Try it: The listing is to be returned word for word, without its images.

Record extracts:
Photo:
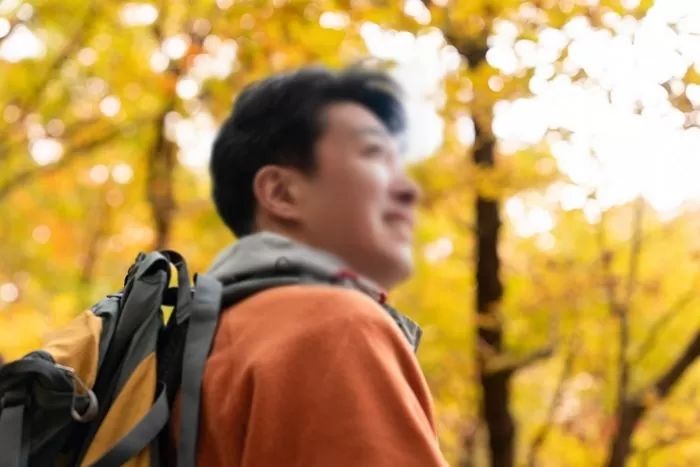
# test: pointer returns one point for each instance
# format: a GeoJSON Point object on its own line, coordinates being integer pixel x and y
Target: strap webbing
{"type": "Point", "coordinates": [140, 436]}
{"type": "Point", "coordinates": [200, 333]}
{"type": "Point", "coordinates": [11, 430]}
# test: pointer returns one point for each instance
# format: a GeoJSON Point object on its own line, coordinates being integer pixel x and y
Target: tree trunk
{"type": "Point", "coordinates": [161, 164]}
{"type": "Point", "coordinates": [489, 290]}
{"type": "Point", "coordinates": [621, 443]}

Reply to the exercise:
Photo:
# test: pointer returns one point for each instance
# format: a GeoJSON Point object on its own line, coordinates being integer pixel x and y
Target: strap webbing
{"type": "Point", "coordinates": [140, 436]}
{"type": "Point", "coordinates": [200, 333]}
{"type": "Point", "coordinates": [11, 430]}
# test: pointer returns one point for each instance
# format: a GeoJSON Point object on its own line, coordinates being integer pixel x and y
Target: tree trunk
{"type": "Point", "coordinates": [161, 164]}
{"type": "Point", "coordinates": [489, 290]}
{"type": "Point", "coordinates": [621, 443]}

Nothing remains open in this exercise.